## [Provided passage]

What is Income from house property?

Income from house property is mainly the rent which is earned from the House property and it is chargeable to tax. However, sometimes the tax owner has to pay tax on ‘deemed rent’ if the property is not declared to IT-Department.

Income from house property is included if it satisfies all the below conditions:
1. The individual is the owner of the property.
2. The property should include house, buildings, and road.
3. This property can be used by the landlord for any of the purposes expect for running a business or profession.



Tax Deductions on Home Loans

1. Tax Deduction under the Section 24

Under Section 24, Homeowners can claim deduction up to Rs 2 lakh on their home loan interest only when the owner or any of family members live in that property. This condition is also applicable when your house is vacant. When you have given your house on rent, the whole interest on the home loan is given as deduction.

Here, the deduction on the interest is limited to Rs 30,000 if you unable to fulfill any of the conditions given below for the 2 Lakh refund.

## [Input data]
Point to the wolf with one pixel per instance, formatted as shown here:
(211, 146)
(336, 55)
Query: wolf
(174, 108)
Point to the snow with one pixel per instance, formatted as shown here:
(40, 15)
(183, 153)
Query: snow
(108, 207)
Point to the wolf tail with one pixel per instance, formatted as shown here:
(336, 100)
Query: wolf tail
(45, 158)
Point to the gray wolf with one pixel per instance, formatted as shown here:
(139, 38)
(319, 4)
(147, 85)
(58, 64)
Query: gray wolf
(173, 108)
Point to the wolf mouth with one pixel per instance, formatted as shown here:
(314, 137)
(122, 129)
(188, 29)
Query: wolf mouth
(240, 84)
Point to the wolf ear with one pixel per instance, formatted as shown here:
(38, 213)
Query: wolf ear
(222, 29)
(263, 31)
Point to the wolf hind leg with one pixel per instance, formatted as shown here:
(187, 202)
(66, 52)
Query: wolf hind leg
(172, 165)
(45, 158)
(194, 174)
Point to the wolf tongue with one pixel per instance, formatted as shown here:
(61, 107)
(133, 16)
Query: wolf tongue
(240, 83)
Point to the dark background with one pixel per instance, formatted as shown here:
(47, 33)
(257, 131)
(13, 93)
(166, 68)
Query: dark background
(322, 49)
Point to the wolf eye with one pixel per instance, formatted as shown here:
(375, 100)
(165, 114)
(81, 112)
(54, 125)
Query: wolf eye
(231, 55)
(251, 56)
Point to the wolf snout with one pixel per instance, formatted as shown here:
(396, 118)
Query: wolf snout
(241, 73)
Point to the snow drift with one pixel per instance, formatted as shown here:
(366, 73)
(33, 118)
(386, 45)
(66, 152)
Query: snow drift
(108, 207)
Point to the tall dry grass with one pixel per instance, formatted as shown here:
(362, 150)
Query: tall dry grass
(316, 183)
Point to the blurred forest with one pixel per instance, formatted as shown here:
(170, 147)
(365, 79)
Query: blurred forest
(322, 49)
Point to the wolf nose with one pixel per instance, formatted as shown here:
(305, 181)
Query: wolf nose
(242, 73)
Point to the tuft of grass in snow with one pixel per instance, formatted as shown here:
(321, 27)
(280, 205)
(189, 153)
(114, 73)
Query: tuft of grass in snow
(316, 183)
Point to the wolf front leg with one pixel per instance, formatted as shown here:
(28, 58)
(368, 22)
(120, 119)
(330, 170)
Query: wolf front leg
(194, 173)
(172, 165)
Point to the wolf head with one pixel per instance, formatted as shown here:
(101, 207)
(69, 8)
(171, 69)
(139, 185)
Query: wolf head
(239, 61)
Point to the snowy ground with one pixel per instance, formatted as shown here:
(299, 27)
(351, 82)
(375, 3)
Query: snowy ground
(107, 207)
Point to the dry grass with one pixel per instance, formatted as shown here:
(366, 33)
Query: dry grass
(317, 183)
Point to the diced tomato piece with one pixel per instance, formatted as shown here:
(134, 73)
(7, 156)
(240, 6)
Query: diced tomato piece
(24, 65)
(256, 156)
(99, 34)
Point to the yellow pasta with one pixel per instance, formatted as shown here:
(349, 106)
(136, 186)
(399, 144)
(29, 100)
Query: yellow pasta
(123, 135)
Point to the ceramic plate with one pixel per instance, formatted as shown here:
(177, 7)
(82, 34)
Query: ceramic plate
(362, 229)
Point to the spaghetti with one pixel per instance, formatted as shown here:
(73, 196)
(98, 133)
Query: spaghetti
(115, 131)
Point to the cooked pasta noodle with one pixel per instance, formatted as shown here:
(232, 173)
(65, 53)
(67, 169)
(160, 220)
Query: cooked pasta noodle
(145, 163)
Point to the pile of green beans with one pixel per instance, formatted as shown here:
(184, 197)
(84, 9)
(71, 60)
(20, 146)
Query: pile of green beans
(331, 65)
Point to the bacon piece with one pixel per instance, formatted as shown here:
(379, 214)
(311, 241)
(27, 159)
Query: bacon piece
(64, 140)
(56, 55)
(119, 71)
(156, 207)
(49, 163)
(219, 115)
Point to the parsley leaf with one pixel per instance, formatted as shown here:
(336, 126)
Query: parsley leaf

## [Activity 1]
Summarize the text on income from house property in two sentences.
## [Activity 2]
According to the text on income from house property, how much home loan interest is allowed as a deduction under Section 24 when the house has been given on rent?

## [Task response 1]
Income from house property is mainly rent earned from a house property and is chargeable to tax, and it is included only when the individual owns the property and does not use it for running a business or profession. Under Section 24, homeowners can deduct up to Rs 2 lakh of home loan interest when the owner or a family member lives in the property or it is vacant, the whole interest when it is rented out, and only up to Rs 30,000 when the conditions for the Rs 2 lakh deduction are not met.

## [Task response 2]
The whole interest on the home loan is allowed as a deduction.